• [OBJECTIF]
Restituez telles quelles, sans la moindre modification, toutes les lignes qui suivent.

• [LIGNES DE L'EXERCICE]
|---|
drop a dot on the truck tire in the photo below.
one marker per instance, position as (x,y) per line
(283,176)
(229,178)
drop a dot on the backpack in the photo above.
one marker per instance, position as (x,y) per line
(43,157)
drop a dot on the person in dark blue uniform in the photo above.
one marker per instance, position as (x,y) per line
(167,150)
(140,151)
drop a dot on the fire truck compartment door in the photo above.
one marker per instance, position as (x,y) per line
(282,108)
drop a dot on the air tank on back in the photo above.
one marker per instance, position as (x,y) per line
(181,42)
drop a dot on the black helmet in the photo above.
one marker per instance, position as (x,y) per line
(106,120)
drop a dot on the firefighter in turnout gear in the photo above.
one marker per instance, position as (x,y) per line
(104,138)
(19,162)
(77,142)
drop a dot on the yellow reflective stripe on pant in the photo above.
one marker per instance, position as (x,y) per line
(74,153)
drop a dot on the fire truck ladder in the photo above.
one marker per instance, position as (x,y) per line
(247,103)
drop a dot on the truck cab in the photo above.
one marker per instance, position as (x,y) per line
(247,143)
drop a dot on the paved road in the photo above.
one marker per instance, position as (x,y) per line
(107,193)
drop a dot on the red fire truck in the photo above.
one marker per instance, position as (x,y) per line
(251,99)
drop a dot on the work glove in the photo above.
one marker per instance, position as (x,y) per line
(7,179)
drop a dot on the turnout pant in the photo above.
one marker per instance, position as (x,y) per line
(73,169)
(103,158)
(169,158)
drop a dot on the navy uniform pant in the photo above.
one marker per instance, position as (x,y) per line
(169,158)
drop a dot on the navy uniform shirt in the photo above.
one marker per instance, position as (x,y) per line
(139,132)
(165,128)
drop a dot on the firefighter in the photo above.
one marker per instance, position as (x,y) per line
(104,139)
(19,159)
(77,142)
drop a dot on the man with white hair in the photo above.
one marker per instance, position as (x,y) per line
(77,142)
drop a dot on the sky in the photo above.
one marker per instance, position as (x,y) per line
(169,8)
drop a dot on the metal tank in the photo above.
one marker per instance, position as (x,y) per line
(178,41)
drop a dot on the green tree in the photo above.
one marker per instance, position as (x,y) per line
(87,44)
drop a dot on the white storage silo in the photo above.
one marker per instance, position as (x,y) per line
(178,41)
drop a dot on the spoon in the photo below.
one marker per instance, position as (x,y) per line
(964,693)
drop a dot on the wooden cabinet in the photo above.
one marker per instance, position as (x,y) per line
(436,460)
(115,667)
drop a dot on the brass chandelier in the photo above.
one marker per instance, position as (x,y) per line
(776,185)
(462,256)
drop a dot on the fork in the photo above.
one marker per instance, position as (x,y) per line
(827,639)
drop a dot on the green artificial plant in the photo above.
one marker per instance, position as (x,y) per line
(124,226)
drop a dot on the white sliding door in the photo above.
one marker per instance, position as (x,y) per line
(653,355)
|---|
• [TÂCHE ACCOMPLIE]
drop a dot on the truck tire in the photo below.
one marker per instance, position as (x,y) per line
(283,176)
(229,178)
drop a dot on the backpack in the photo above.
one marker per instance, position as (x,y) per line
(43,157)
drop a dot on the person in dark blue uniform in the photo above.
one marker per instance, position as (x,y) per line
(167,150)
(140,151)
drop a dot on the fire truck compartment door in the photo above.
one marker per instance, position as (x,y) per line
(282,108)
drop a dot on the air tank on back in the photo above.
one marker per instance, position as (x,y) per line
(181,42)
drop a dot on the black helmet in the photo above.
one marker per instance, position as (x,y) per line
(106,120)
drop a dot on the firefighter in turnout gear in the photo above.
one marker per instance, position as (x,y) per line
(104,138)
(19,162)
(77,142)
drop a dot on the yellow reflective stripe on pant in the photo above.
one marker per instance, position as (x,y) per line
(74,153)
drop a dot on the fire truck ladder in the photo above.
one marker per instance, position as (x,y) per line
(247,103)
drop a dot on the truck cab in the photo above.
one marker per instance, position as (x,y) per line
(247,143)
drop a dot on the paved road in the photo above.
one marker per instance, position as (x,y) per line
(107,193)
drop a dot on the red fire truck in the photo above.
one marker per instance, position as (x,y) per line
(251,99)
drop a dot on the work glove in the photo above.
one marker per instance, position as (x,y) per line
(7,179)
drop a dot on the turnout pant in the photo above.
one marker per instance, position as (x,y) per line
(73,169)
(103,158)
(169,158)
drop a dot on the navy uniform pant in the photo above.
one marker per instance, position as (x,y) per line
(169,158)
drop a dot on the navy uniform shirt in the photo above.
one marker per instance, position as (x,y) per line
(139,132)
(165,128)
drop a dot on the firefighter in the photo above.
one marker per instance, position as (x,y) per line
(104,139)
(19,159)
(77,142)
drop a dot on the man with white hair in the photo above.
one marker per instance, position as (x,y) per line
(77,142)
drop a dot on the sky in the photo above.
one marker per instance, position as (x,y) per line
(169,8)
drop a dot on the metal tank in the photo above.
one marker per instance, position as (x,y) per line
(178,41)
drop a dot on the green tree in the photo above.
one marker per instance, position as (x,y) per line
(87,44)
drop a dot on the white storage silo in the photo above.
one marker per instance, position as (x,y) per line
(178,41)
drop a dot on the spoon in the photo below.
one marker per instance, position as (x,y) per line
(964,693)
drop a dot on the wooden cabinet in the photo above.
one marker per instance, position as (x,y) per line
(436,460)
(115,667)
drop a dot on the brass chandelier in the photo above.
one marker per instance, position as (x,y) per line
(776,185)
(462,256)
drop a dot on the fork in the photo above.
one marker per instance, position as (x,y) per line
(827,639)
drop a dot on the green artificial plant in the photo above.
one marker per instance, position as (x,y) per line
(124,226)
drop a dot on the white sliding door in the photo above.
one marker per instance, position as (x,y) per line
(653,355)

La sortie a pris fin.